→ Reading text:
-- Begin --
Bringing people together
The purpose of our courts is to help resolve disputes. Most people are familiar with the traditional means of resolving disputes in court: trial. The trial is what we typically read about in the newspaper or view on television. Leading up to and through trial, parties represented by counsel or themselves argue their positions to a judge and receive a binding decision.
Traditionally, communications and practices leading up to trial are adversarial in nature and result in one party winning and the other party losing.
However, more recently, courts are encouraging parties to resolve without trial. Statistically, nearly 97% of all civil cases are resolved through some type of settlement or judicial process before the trial date.
The Michigan Supreme Court now offers additional alternative processes to help parties resolve disputes. Here, we explain these processes and how you can take advantage of them.
Recognizing the value of these alternative dispute resolution (ADR) processes and their demonstrated ability to help people resolve disputes to their satisfaction, the Michigan Supreme Court has authorized judges to order parties to at least try a dispute resolution process as an alternative to the adversarial court process.
No one will ask that you reach an agreement with which you are not satisfied. You do not forfeit your right to any aspect of the legal process by attending mediation, and you can always choose to preserve your right to a trial.
What Is Mediation
Mediation is a process in which the parties in the dispute meet with a trained neutral person -- the mediator, to work out an acceptable resolution. In a trial, one party generally wins while the other loses. In mediation, the parties themselves find options for resolving their matter.
The mediator will not decide who is right or wrong, or otherwise take sides, but identifies how a matter should be resolved. The mediator’s job is to help parties find mutually beneficial solutions for the matter in dispute. Throughout the mediation process, the mediator makes sure that everyone has a chance to be heard and contribute ideas for resolution.
A judge may decide your case might best be settled through mediation. You and the other parties to the dispute might be ordered to try mediation.
Most matters can be completed in just one mediation session; however, some complex matters may take several sessions. Experience suggests that nearly everyone finds that mediation is helpful, even if a dispute is not completely resolved.
What Happens in Mediation
Once the parties have selected a mediator, or if a mediator has been assigned by the court, the mediator will schedule your mediation session. Typically, mediators request that certain written documents be provided in advance of meeting.
A typical mediation session begins with the mediator and parties establishing some ground rules. The mediator and parties also determine how the mediation process is to move forward.
The mediator then works with the parties to determine exactly what issues are in dispute, and the parties will be encouraged to identify options for resolving the various issues.
-- End --
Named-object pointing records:
-- Begin --
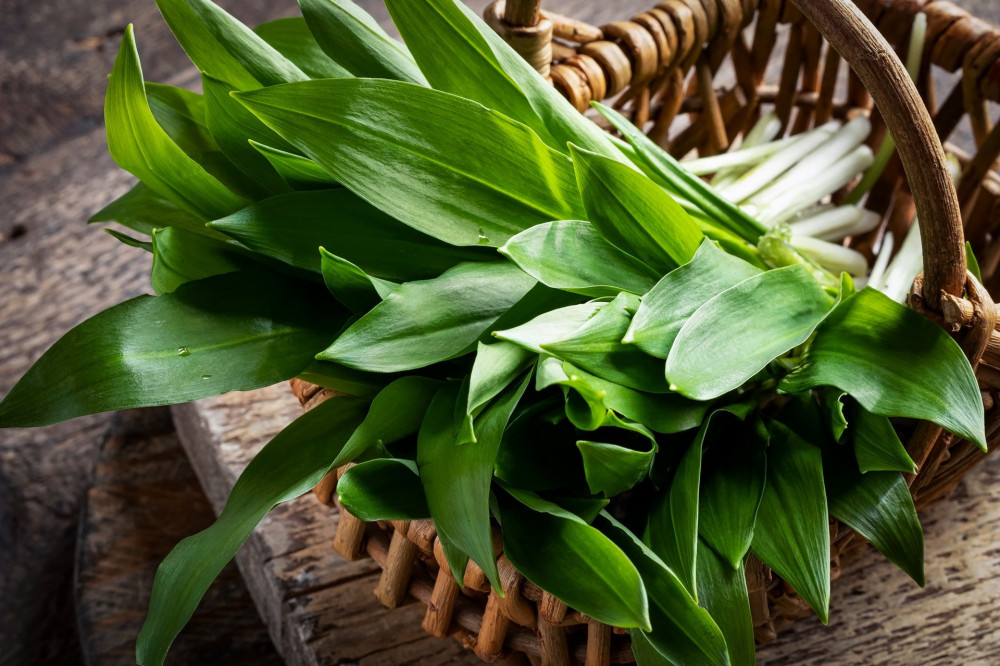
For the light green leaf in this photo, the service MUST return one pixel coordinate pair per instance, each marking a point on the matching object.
(673, 300)
(348, 227)
(428, 321)
(356, 42)
(634, 213)
(232, 332)
(591, 573)
(383, 489)
(895, 363)
(291, 37)
(140, 146)
(572, 256)
(735, 335)
(792, 533)
(417, 154)
(292, 463)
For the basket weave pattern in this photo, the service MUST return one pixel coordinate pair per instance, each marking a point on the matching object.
(661, 66)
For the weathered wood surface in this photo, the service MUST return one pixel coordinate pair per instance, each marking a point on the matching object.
(144, 499)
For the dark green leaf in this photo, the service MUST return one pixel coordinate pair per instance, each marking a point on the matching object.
(735, 335)
(895, 363)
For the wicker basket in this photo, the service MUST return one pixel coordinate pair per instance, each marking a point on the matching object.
(660, 66)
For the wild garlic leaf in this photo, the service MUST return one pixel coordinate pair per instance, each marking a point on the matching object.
(597, 348)
(291, 38)
(180, 257)
(350, 285)
(736, 334)
(792, 533)
(722, 590)
(681, 631)
(670, 303)
(441, 33)
(879, 507)
(141, 147)
(356, 42)
(418, 155)
(291, 463)
(894, 362)
(634, 213)
(232, 332)
(383, 489)
(348, 227)
(429, 321)
(591, 574)
(573, 256)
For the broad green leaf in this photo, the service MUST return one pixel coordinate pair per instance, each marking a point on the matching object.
(418, 154)
(428, 321)
(142, 210)
(140, 146)
(291, 37)
(597, 348)
(879, 507)
(895, 363)
(441, 33)
(300, 173)
(876, 444)
(346, 226)
(383, 489)
(590, 573)
(676, 297)
(682, 631)
(672, 527)
(735, 335)
(350, 285)
(356, 42)
(722, 590)
(572, 256)
(232, 332)
(457, 476)
(292, 463)
(260, 59)
(180, 256)
(670, 173)
(792, 533)
(634, 213)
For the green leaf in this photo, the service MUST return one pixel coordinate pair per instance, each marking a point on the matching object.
(441, 33)
(735, 335)
(424, 322)
(292, 463)
(671, 174)
(672, 527)
(140, 146)
(350, 285)
(383, 489)
(457, 477)
(634, 213)
(417, 154)
(792, 534)
(878, 506)
(352, 38)
(723, 592)
(348, 227)
(180, 257)
(232, 332)
(572, 256)
(680, 293)
(291, 37)
(575, 563)
(597, 348)
(682, 631)
(895, 363)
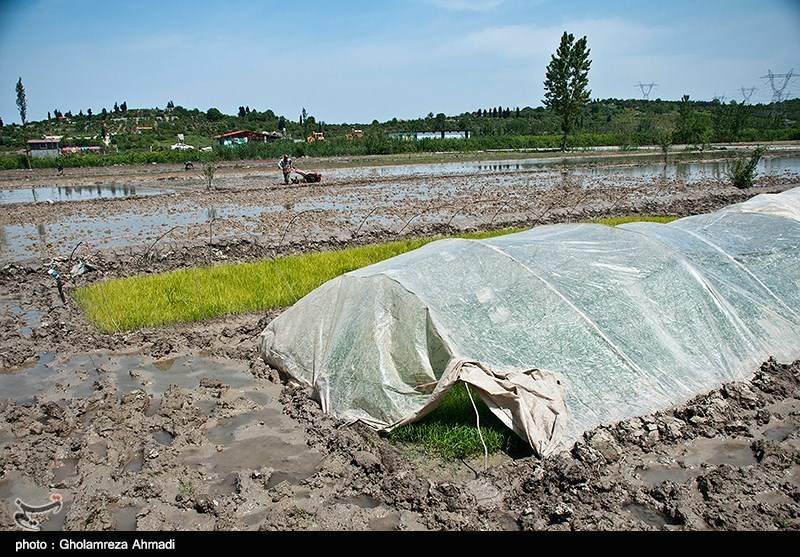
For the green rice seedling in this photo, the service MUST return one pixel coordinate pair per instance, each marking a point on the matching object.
(614, 221)
(190, 295)
(453, 431)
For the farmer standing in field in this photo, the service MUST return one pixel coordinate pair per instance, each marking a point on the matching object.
(286, 164)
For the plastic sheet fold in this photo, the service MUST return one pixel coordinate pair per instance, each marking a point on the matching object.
-- End --
→ Aim: According to the text on court mediation, what share of all civil cases is resolved before the trial date?

→ Correct result: Nearly 97% of all civil cases are resolved through some type of settlement or judicial process before the trial date.